WRITTEN INSTRUCTION 1:
In the passage on extinction theories, update the part starting at "The first thing" and ending at "those with merit." by putting "silly" in place of "frivolous".

DOCUMENT PASSAGE:
* start *
1.0   Trivial theories

    Benton reviews the history of extinctions and chronologically lists the proposals that have been
    pitched in over the years. His paper is a must read for those wishing to come up to speed on the
    subject.

    The first thing you realize is that many frivolous theories have been thrown into the pile since the
    discussion began over a century ago. Brainstorming is not evil per se, except that featherbrained
    suggestions clutter the board and make it more difficult to focus on those with merit.

    Extinction theories are like conspiracy theories. There are really only one or two that are in contention.
    Trivial arguments enter the stream for devil's advocacy. More often, they have the ulterior motive of
    getting the proponent's name in lights and nothing more. The devil's advocate contributes the idea
    merely to be the first to have come up with it or because of the novelty or to draw attention, and not
    because the proposal has a serious chance of explaining extinction. Petty ideas contribute noise.
    They make it difficult to stay on topic.

    Is egg-predation a valid extinction theory?

    Of course not! But the casual participant takes the proposition at face value and places it on the par
    with weighty ones. So you burn calories fighting this fire and get sidetracked from the relevant
    discussion. Impressionable and gullible participants usually talk in circles or walk on tangents that
    lead to dead ends. Superficial ideas pitched in for the sake of originality distract from the purpose at
    hand, which is to zero in on Mother Nature's furtive agent. The effect of trivial proposals is to derail the
    discussion.


    2.0   Agent vs mechanism

    The first rule a debater must learn is that an asteroid is an agent whereas evolution is a mechanism.
* end *
WRITTEN INSTRUCTION 2:
Recast the records as a Markdown table with the columns Row and Line, starting at the first line of the records and ending at the line that contains "pixel 287 232". Include both of those lines, skip any blank lines, and leave the pictures out.

Records of labeled points:
* start *
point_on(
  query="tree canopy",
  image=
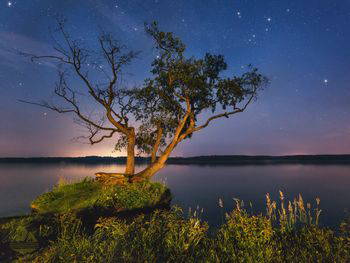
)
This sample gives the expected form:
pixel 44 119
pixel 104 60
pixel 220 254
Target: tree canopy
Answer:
pixel 182 96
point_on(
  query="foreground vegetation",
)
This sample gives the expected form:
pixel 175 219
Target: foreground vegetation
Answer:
pixel 288 232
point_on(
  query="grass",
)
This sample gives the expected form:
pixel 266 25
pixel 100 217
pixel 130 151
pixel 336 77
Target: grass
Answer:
pixel 91 194
pixel 287 232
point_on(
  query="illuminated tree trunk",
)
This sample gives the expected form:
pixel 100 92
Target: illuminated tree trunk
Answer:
pixel 155 166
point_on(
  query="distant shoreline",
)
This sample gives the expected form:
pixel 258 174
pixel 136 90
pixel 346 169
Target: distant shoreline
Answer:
pixel 199 160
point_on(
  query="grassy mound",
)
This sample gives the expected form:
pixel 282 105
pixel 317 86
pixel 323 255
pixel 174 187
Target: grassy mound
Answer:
pixel 288 232
pixel 91 194
pixel 167 236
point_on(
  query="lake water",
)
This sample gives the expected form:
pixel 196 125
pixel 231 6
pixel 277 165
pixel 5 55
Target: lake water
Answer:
pixel 193 185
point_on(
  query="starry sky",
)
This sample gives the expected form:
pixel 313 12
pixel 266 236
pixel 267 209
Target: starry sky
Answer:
pixel 302 46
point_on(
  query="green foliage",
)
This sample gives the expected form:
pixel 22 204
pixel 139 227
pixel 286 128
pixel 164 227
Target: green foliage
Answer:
pixel 90 194
pixel 282 235
pixel 183 87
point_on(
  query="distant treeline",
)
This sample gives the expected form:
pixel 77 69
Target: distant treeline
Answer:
pixel 199 160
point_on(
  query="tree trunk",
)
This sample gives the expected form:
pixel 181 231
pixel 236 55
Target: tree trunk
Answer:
pixel 130 159
pixel 156 166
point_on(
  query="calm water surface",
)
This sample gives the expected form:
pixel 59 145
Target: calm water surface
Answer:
pixel 193 185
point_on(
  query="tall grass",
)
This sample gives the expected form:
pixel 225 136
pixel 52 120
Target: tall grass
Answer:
pixel 289 231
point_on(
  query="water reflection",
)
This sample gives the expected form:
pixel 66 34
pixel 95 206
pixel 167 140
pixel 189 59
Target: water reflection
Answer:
pixel 194 186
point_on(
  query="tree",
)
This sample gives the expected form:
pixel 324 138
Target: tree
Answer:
pixel 167 109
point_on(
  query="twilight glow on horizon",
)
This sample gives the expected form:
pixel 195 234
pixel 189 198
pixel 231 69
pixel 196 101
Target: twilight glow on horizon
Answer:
pixel 302 46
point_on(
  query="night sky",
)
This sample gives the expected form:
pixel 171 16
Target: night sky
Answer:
pixel 302 46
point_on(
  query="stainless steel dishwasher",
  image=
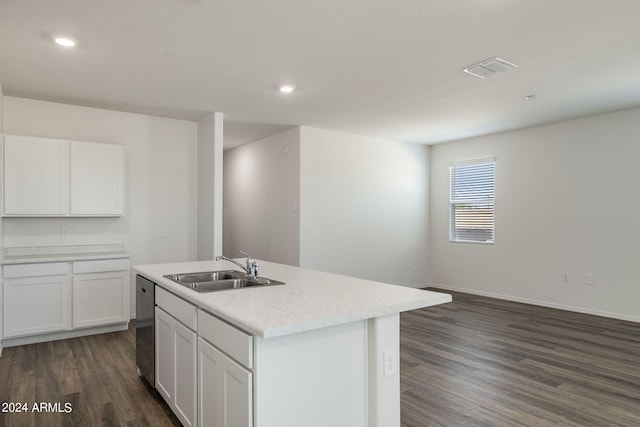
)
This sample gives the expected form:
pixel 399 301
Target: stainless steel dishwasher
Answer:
pixel 145 334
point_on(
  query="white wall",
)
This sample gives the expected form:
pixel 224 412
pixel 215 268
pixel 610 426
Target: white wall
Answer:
pixel 261 198
pixel 566 201
pixel 364 206
pixel 210 186
pixel 161 187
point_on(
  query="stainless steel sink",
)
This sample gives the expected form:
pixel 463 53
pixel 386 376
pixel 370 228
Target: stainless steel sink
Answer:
pixel 211 281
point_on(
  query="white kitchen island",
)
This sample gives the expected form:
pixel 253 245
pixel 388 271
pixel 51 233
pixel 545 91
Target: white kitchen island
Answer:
pixel 320 350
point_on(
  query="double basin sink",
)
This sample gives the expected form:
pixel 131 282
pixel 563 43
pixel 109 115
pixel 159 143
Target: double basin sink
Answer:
pixel 211 281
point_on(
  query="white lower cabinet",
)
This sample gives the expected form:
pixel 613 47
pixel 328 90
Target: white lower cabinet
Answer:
pixel 44 298
pixel 35 305
pixel 225 389
pixel 100 298
pixel 176 356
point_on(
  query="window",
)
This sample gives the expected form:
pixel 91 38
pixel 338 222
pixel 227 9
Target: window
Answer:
pixel 472 197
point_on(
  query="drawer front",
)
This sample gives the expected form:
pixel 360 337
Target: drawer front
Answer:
pixel 34 270
pixel 180 309
pixel 229 339
pixel 99 266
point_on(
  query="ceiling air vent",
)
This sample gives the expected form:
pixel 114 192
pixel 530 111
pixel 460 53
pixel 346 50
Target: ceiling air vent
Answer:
pixel 489 67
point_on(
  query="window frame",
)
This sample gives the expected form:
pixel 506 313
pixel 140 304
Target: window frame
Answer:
pixel 490 201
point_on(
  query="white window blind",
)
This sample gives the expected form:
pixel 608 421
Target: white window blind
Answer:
pixel 472 198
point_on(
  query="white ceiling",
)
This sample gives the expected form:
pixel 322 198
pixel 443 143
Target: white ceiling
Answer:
pixel 386 68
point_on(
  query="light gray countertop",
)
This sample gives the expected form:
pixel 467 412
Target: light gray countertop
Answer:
pixel 36 254
pixel 309 300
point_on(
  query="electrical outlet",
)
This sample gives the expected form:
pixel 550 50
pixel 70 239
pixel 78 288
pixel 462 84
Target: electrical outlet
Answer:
pixel 588 278
pixel 390 362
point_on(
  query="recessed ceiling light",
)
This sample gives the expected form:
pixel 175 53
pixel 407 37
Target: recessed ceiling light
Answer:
pixel 287 88
pixel 65 41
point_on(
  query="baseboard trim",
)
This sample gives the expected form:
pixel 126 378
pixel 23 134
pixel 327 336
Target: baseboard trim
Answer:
pixel 548 304
pixel 33 339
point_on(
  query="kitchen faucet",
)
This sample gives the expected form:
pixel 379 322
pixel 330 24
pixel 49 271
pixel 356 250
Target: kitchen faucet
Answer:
pixel 252 269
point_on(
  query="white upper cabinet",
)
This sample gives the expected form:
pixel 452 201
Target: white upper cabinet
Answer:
pixel 51 177
pixel 97 172
pixel 36 176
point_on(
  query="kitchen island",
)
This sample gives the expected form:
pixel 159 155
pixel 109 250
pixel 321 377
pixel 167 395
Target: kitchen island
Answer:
pixel 320 350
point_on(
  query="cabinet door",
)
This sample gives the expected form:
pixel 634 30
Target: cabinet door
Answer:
pixel 225 390
pixel 100 298
pixel 97 179
pixel 35 305
pixel 36 178
pixel 165 359
pixel 176 369
pixel 186 374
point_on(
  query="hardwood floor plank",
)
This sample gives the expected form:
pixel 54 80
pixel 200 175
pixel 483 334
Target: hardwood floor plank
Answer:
pixel 95 375
pixel 474 362
pixel 483 361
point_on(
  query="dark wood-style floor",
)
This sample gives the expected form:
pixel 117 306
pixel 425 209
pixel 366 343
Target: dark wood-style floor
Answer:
pixel 476 361
pixel 95 374
pixel 483 361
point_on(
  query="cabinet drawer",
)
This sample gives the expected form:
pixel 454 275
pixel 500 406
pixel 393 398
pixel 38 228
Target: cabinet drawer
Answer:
pixel 34 270
pixel 227 338
pixel 180 309
pixel 99 266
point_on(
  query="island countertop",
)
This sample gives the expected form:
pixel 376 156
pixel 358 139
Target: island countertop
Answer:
pixel 308 300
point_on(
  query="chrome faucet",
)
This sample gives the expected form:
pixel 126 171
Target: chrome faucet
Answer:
pixel 252 268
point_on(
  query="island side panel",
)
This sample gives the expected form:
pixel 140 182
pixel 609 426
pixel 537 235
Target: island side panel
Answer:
pixel 384 371
pixel 314 379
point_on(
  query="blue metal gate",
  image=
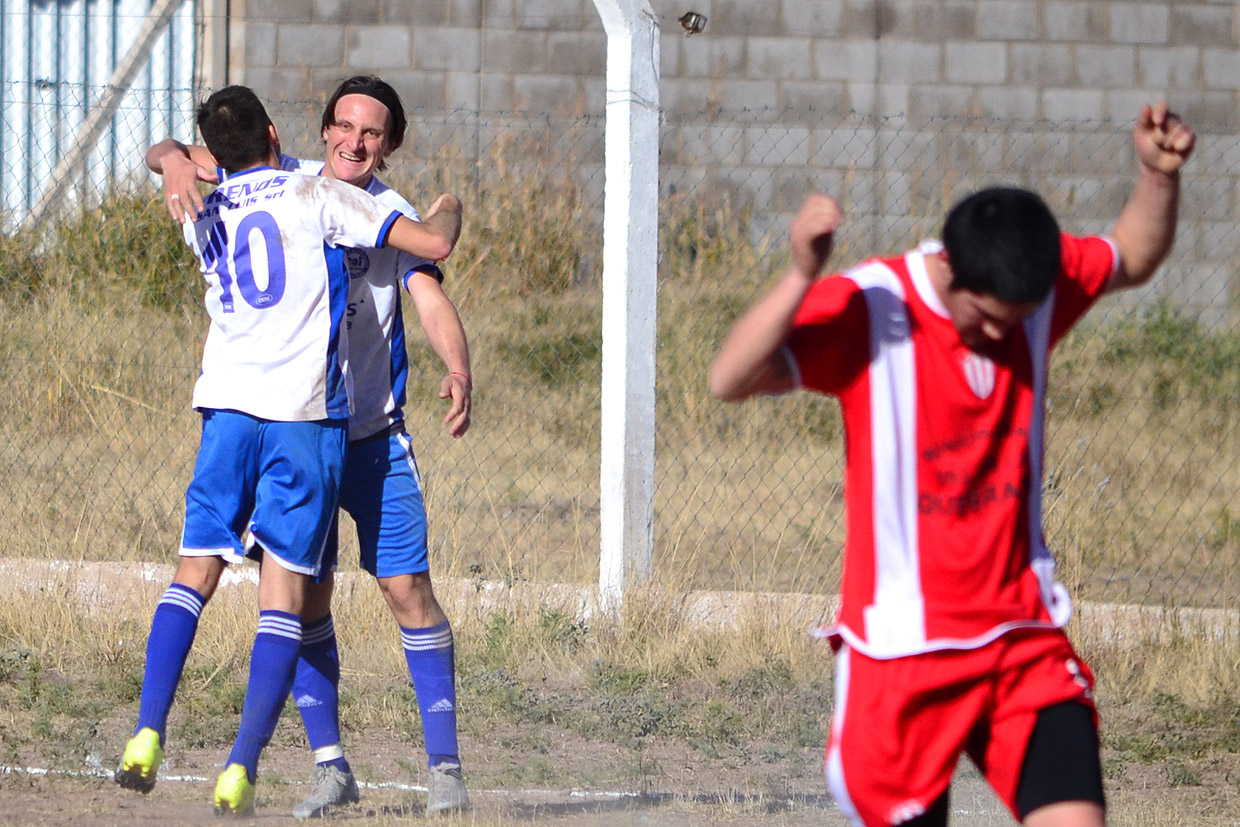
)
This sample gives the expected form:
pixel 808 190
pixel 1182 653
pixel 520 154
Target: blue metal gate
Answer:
pixel 87 86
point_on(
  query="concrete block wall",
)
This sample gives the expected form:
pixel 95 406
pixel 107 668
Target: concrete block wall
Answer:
pixel 780 97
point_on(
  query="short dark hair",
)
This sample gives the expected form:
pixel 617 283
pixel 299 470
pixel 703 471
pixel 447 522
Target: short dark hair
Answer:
pixel 381 91
pixel 1002 242
pixel 234 125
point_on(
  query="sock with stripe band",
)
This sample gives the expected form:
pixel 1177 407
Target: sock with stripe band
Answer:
pixel 272 666
pixel 430 657
pixel 172 631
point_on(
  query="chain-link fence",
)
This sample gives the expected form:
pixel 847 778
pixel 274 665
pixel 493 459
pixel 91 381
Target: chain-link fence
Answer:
pixel 104 327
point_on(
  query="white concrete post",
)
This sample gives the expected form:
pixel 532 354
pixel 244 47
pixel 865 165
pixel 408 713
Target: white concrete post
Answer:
* end *
WRITTEN ANSWER 1:
The first thing you realize is that many silly theories have been thrown into the pile since the
    discussion began over a century ago. Brainstorming is not evil per se, except that featherbrained
    suggestions clutter the board and make it more difficult to focus on those with merit.

WRITTEN ANSWER 2:
| Row | Line |
|---|---|
| 1 | point_on( |
| 2 |   query="tree canopy", |
| 3 |   image= |
| 4 | ) |
| 5 | This sample gives the expected form: |
| 6 | pixel 44 119 |
| 7 | pixel 104 60 |
| 8 | pixel 220 254 |
| 9 | Target: tree canopy |
| 10 | Answer: |
| 11 | pixel 182 96 |
| 12 | point_on( |
| 13 |   query="foreground vegetation", |
| 14 | ) |
| 15 | This sample gives the expected form: |
| 16 | pixel 175 219 |
| 17 | Target: foreground vegetation |
| 18 | Answer: |
| 19 | pixel 288 232 |
| 20 | point_on( |
| 21 |   query="grass", |
| 22 | ) |
| 23 | This sample gives the expected form: |
| 24 | pixel 266 25 |
| 25 | pixel 100 217 |
| 26 | pixel 130 151 |
| 27 | pixel 336 77 |
| 28 | Target: grass |
| 29 | Answer: |
| 30 | pixel 91 194 |
| 31 | pixel 287 232 |